→ Task statement: Only the lines below, from the one with "column 226, row 231" through the one with "column 364, row 381", are to be written out, exactly.

→ Data for this task:

=== Begin Enclosure ===

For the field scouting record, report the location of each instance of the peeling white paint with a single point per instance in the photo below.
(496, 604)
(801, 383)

=== End Enclosure ===
=== Begin Enclosure ===

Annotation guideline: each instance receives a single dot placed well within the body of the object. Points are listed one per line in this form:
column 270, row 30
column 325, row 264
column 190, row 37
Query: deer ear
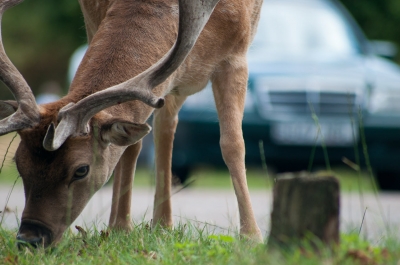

=== End Enclosure ===
=== Begin Enclosure ===

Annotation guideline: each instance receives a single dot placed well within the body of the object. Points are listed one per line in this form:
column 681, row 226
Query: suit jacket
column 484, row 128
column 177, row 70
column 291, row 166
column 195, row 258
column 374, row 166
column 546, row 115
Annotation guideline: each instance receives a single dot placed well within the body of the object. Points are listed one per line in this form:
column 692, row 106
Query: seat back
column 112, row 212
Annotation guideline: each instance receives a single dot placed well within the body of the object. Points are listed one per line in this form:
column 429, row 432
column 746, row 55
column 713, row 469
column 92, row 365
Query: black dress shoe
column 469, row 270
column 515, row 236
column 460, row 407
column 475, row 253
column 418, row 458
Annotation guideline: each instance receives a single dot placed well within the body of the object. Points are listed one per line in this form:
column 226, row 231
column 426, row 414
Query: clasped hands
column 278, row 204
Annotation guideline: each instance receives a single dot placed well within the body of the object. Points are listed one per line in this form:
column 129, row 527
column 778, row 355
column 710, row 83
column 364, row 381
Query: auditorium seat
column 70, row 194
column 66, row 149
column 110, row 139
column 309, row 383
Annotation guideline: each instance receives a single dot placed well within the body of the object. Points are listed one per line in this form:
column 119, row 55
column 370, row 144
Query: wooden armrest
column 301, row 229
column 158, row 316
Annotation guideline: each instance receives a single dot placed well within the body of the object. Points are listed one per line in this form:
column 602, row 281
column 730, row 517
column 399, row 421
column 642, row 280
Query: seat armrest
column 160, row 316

=== End Enclosure ===

→ Response for this exercise:
column 226, row 231
column 426, row 414
Query: clasped hands
column 278, row 204
Annotation guideline: each instance receives a single dot placed well within the body of the object. Points are listed one per line in this form:
column 129, row 527
column 778, row 355
column 710, row 83
column 364, row 381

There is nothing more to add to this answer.